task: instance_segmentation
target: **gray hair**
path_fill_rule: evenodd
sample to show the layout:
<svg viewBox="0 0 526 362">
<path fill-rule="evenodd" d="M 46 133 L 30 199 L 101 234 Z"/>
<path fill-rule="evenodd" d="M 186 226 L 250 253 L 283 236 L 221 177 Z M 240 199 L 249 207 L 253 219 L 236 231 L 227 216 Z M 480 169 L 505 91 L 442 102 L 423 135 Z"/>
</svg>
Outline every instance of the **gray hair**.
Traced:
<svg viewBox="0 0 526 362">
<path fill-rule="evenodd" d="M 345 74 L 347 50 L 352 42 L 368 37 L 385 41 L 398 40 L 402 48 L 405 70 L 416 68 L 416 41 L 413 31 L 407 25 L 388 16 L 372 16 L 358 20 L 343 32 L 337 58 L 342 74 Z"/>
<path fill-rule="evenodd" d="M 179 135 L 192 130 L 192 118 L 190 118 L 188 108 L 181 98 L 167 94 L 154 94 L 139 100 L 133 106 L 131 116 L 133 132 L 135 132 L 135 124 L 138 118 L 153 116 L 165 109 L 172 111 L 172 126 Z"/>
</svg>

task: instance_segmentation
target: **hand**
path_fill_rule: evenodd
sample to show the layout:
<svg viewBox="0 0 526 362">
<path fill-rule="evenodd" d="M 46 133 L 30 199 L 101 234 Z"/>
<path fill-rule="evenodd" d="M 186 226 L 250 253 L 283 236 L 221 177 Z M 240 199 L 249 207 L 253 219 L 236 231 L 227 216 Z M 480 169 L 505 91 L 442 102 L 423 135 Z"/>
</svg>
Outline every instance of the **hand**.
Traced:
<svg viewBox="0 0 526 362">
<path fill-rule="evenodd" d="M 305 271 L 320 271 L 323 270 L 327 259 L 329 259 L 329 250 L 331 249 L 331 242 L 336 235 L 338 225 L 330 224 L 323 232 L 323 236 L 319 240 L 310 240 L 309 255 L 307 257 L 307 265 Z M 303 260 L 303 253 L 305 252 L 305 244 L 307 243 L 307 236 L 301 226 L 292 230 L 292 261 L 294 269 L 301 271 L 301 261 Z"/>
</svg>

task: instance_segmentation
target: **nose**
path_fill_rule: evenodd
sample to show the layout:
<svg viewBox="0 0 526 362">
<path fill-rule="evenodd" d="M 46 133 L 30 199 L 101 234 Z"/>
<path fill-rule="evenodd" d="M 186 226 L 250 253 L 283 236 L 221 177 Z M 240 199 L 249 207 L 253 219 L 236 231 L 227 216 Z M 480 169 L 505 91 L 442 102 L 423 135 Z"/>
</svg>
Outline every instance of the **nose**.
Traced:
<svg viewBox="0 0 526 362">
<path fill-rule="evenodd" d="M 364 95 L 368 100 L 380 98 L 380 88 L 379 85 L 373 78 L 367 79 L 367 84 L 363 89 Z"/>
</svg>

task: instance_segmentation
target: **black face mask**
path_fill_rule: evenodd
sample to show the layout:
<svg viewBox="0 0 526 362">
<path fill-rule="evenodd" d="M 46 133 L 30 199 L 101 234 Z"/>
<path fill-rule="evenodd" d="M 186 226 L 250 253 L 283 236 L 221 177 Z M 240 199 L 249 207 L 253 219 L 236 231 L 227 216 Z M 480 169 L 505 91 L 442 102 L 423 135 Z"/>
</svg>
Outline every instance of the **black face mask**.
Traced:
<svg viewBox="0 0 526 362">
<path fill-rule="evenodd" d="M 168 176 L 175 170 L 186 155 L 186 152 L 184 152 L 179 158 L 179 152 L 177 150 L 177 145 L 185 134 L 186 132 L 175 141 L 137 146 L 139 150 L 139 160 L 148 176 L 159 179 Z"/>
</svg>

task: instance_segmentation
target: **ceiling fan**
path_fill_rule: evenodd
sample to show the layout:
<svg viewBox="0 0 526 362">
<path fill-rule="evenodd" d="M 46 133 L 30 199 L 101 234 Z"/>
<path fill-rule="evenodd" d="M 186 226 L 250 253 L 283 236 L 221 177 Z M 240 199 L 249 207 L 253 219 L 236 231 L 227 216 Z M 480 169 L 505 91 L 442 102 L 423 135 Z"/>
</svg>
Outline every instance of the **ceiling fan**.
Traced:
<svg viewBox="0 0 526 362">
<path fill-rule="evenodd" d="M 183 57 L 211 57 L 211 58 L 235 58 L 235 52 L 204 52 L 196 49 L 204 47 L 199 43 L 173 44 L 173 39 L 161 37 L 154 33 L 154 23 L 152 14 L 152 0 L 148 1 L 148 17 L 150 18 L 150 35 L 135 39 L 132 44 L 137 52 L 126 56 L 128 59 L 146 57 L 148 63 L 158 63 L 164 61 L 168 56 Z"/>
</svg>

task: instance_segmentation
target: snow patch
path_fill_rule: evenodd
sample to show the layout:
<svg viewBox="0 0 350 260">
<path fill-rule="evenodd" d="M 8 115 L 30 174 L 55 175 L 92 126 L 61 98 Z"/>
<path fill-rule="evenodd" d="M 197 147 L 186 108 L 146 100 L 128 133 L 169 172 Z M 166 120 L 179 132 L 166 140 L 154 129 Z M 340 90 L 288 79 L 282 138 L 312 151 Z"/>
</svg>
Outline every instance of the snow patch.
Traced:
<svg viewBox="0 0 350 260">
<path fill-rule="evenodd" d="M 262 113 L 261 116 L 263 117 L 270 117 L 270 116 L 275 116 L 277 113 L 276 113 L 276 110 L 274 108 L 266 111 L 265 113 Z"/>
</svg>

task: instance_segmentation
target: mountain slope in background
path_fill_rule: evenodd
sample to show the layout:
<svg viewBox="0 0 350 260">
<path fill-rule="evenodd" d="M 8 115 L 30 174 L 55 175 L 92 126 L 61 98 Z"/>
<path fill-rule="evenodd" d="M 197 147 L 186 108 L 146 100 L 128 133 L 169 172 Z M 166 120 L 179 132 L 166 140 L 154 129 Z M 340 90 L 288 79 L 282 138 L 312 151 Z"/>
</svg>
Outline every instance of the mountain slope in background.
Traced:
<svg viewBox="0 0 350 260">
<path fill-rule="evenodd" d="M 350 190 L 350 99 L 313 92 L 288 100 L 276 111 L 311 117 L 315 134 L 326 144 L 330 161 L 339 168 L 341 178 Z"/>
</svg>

+---+

Produce the material above again, word for word.

task: instance_segmentation
target: **gray hair**
path_fill_rule: evenodd
sample to show the layout:
<svg viewBox="0 0 526 362">
<path fill-rule="evenodd" d="M 46 133 L 30 199 L 101 234 Z"/>
<path fill-rule="evenodd" d="M 186 226 L 250 253 L 283 236 L 221 177 Z M 240 199 L 249 207 L 253 219 L 236 231 L 227 216 Z M 480 169 L 505 91 L 442 102 L 423 135 Z"/>
</svg>
Outline every instance of the **gray hair**.
Traced:
<svg viewBox="0 0 526 362">
<path fill-rule="evenodd" d="M 345 74 L 347 50 L 352 42 L 368 37 L 385 41 L 398 40 L 402 48 L 405 70 L 416 68 L 416 41 L 413 31 L 407 25 L 388 16 L 372 16 L 358 20 L 343 32 L 337 58 L 342 74 Z"/>
<path fill-rule="evenodd" d="M 179 135 L 192 130 L 192 118 L 190 118 L 188 108 L 181 98 L 167 94 L 154 94 L 139 100 L 133 106 L 131 116 L 133 132 L 135 132 L 135 124 L 138 118 L 153 116 L 165 109 L 172 111 L 172 126 Z"/>
</svg>

task: instance_segmentation
target: **hand**
path_fill_rule: evenodd
sample to show the layout:
<svg viewBox="0 0 526 362">
<path fill-rule="evenodd" d="M 46 133 L 30 199 L 101 234 Z"/>
<path fill-rule="evenodd" d="M 186 226 L 250 253 L 283 236 L 221 177 Z M 240 199 L 249 207 L 253 219 L 236 231 L 227 216 Z M 480 169 L 505 91 L 442 102 L 423 135 Z"/>
</svg>
Outline every instance of the **hand**.
Traced:
<svg viewBox="0 0 526 362">
<path fill-rule="evenodd" d="M 305 271 L 320 271 L 323 270 L 327 259 L 329 259 L 329 250 L 331 249 L 331 242 L 336 235 L 338 225 L 330 224 L 323 232 L 323 236 L 319 240 L 310 240 L 309 255 L 307 257 L 307 265 Z M 303 260 L 303 253 L 305 252 L 305 244 L 307 243 L 307 236 L 301 226 L 292 230 L 292 261 L 294 269 L 301 271 L 301 261 Z"/>
</svg>

task: instance_segmentation
target: **nose**
path_fill_rule: evenodd
sample to show the layout:
<svg viewBox="0 0 526 362">
<path fill-rule="evenodd" d="M 46 133 L 30 199 L 101 234 Z"/>
<path fill-rule="evenodd" d="M 186 226 L 250 253 L 283 236 L 221 177 Z M 240 199 L 249 207 L 253 219 L 236 231 L 227 216 Z M 480 169 L 505 91 L 442 102 L 423 135 Z"/>
</svg>
Outline every instance of the **nose**.
Traced:
<svg viewBox="0 0 526 362">
<path fill-rule="evenodd" d="M 364 95 L 368 100 L 380 98 L 380 88 L 379 85 L 373 78 L 367 79 L 367 84 L 363 89 Z"/>
</svg>

task: instance_segmentation
target: **black face mask**
path_fill_rule: evenodd
sample to show the layout:
<svg viewBox="0 0 526 362">
<path fill-rule="evenodd" d="M 46 133 L 30 199 L 101 234 Z"/>
<path fill-rule="evenodd" d="M 186 226 L 250 253 L 283 236 L 221 177 Z M 240 199 L 249 207 L 253 219 L 236 231 L 227 216 Z M 480 169 L 505 91 L 442 102 L 423 135 Z"/>
</svg>
Outline every instance of the **black face mask**.
Traced:
<svg viewBox="0 0 526 362">
<path fill-rule="evenodd" d="M 168 176 L 175 170 L 186 155 L 186 152 L 184 152 L 179 158 L 179 152 L 177 150 L 177 145 L 185 134 L 186 132 L 175 141 L 137 146 L 139 150 L 139 160 L 148 176 L 159 179 Z"/>
</svg>

task: instance_segmentation
target: **ceiling fan**
path_fill_rule: evenodd
sample to show the layout:
<svg viewBox="0 0 526 362">
<path fill-rule="evenodd" d="M 46 133 L 30 199 L 101 234 Z"/>
<path fill-rule="evenodd" d="M 186 226 L 250 253 L 283 236 L 221 177 Z M 240 199 L 249 207 L 253 219 L 236 231 L 227 216 Z M 480 169 L 505 91 L 442 102 L 423 135 Z"/>
</svg>
Outline every instance of the **ceiling fan**.
Traced:
<svg viewBox="0 0 526 362">
<path fill-rule="evenodd" d="M 183 57 L 211 57 L 211 58 L 235 58 L 235 52 L 204 52 L 196 49 L 204 47 L 199 43 L 173 44 L 173 39 L 161 37 L 154 33 L 154 23 L 152 14 L 152 0 L 148 1 L 148 17 L 150 18 L 150 35 L 135 39 L 132 44 L 137 52 L 126 56 L 128 59 L 146 57 L 148 63 L 158 63 L 164 61 L 168 56 Z"/>
</svg>

task: instance_segmentation
target: snow patch
path_fill_rule: evenodd
sample to show the layout:
<svg viewBox="0 0 350 260">
<path fill-rule="evenodd" d="M 8 115 L 30 174 L 55 175 L 92 126 L 61 98 Z"/>
<path fill-rule="evenodd" d="M 197 147 L 186 108 L 146 100 L 128 133 L 169 172 Z M 166 120 L 179 132 L 166 140 L 154 129 Z M 340 90 L 288 79 L 282 138 L 312 151 Z"/>
</svg>
Outline every instance of the snow patch.
Traced:
<svg viewBox="0 0 350 260">
<path fill-rule="evenodd" d="M 262 113 L 261 116 L 263 117 L 270 117 L 270 116 L 275 116 L 277 113 L 276 113 L 276 110 L 274 108 L 266 111 L 265 113 Z"/>
</svg>

task: instance_segmentation
target: mountain slope in background
path_fill_rule: evenodd
sample to show the layout:
<svg viewBox="0 0 350 260">
<path fill-rule="evenodd" d="M 8 115 L 30 174 L 55 175 L 92 126 L 61 98 Z"/>
<path fill-rule="evenodd" d="M 197 147 L 186 108 L 146 100 L 128 133 L 169 172 Z M 166 120 L 179 132 L 166 140 L 154 129 Z M 340 90 L 288 79 L 282 138 L 312 151 Z"/>
</svg>
Outline every instance of the mountain slope in background.
Traced:
<svg viewBox="0 0 350 260">
<path fill-rule="evenodd" d="M 350 190 L 350 99 L 313 92 L 288 100 L 276 111 L 311 117 L 315 134 L 326 144 L 330 161 L 339 168 L 341 178 Z"/>
</svg>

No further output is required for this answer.